*WHAT THE TASK REQUIRES*:
Produce the listing below again, exactly as shown.
== RECORDS SHOWN
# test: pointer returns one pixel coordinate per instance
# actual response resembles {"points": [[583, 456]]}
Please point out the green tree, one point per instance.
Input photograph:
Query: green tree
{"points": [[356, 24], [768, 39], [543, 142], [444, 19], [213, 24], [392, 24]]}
====
*THE RESULT*:
# test: pointer returns one pixel coordinate per instance
# actual response resembles {"points": [[583, 456]]}
Please point out the green tree, one point per instance.
Input photograph:
Query: green tree
{"points": [[356, 24], [768, 39], [543, 142], [444, 19], [213, 24], [392, 24]]}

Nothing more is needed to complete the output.